— START OF LISTED ENTRIES —

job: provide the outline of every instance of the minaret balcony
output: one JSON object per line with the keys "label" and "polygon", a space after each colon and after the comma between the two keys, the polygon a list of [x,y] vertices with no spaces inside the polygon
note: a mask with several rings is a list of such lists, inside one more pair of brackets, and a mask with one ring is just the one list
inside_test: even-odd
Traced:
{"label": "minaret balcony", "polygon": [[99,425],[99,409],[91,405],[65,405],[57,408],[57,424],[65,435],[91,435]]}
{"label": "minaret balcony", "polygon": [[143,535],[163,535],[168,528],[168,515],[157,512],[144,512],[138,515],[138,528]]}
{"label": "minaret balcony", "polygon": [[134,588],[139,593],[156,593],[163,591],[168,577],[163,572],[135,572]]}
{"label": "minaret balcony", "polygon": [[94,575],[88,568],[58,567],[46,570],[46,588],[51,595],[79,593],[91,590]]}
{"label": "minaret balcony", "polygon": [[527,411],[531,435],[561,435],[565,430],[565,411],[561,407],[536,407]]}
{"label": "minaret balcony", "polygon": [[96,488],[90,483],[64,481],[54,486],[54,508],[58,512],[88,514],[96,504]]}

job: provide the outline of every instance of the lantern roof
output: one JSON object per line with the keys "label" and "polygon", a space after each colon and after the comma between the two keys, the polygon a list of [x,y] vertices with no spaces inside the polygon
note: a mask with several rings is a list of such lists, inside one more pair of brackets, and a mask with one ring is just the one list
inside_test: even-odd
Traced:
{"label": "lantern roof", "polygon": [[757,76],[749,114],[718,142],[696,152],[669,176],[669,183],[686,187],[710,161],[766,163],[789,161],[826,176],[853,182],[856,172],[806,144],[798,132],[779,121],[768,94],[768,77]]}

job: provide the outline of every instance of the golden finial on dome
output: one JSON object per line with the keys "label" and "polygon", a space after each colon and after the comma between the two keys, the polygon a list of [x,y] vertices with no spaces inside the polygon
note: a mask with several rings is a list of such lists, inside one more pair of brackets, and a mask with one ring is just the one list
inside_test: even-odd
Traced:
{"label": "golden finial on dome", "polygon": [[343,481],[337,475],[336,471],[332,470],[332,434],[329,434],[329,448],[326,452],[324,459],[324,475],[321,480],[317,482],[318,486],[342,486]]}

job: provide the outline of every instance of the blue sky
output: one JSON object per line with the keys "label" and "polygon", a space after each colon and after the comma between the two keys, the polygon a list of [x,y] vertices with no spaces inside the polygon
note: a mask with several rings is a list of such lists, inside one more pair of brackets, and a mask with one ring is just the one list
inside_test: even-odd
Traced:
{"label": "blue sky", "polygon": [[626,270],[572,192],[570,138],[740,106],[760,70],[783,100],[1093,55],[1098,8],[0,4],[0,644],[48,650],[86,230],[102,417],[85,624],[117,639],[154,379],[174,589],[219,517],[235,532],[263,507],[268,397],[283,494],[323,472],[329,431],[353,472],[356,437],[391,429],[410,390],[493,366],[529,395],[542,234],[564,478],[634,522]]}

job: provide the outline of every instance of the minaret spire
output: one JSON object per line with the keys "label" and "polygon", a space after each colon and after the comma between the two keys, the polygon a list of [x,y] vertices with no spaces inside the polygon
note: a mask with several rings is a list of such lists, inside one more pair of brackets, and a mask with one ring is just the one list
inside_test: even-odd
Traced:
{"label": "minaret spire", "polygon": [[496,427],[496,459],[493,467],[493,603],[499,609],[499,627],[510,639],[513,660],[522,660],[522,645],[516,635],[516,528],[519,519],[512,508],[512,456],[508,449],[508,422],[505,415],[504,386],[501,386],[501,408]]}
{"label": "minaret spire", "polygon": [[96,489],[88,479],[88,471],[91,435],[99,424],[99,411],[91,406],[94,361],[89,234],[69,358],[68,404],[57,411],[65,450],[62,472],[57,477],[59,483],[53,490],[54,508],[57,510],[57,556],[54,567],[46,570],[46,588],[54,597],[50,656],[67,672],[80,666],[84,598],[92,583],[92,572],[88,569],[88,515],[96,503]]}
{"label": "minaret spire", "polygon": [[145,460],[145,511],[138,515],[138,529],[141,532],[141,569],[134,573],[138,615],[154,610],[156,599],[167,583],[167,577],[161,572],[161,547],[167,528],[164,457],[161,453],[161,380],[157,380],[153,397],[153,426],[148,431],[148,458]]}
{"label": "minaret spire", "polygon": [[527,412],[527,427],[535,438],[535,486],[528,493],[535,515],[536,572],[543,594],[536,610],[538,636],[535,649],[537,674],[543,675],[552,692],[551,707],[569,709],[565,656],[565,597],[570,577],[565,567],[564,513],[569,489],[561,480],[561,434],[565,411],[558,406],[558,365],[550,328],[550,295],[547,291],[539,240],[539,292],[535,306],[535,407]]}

— END OF LISTED ENTRIES —

• **THE EXERCISE**: Pull out every line of the rows above that contains the string "roof", and treat uppercase and lowercase letters as different.

• **REPLY**:
job: provide the outline of every instance of the lantern roof
{"label": "lantern roof", "polygon": [[757,76],[749,114],[718,142],[696,152],[669,176],[669,183],[686,187],[710,161],[766,163],[789,161],[826,176],[853,182],[856,172],[806,144],[798,132],[779,121],[768,94],[768,77]]}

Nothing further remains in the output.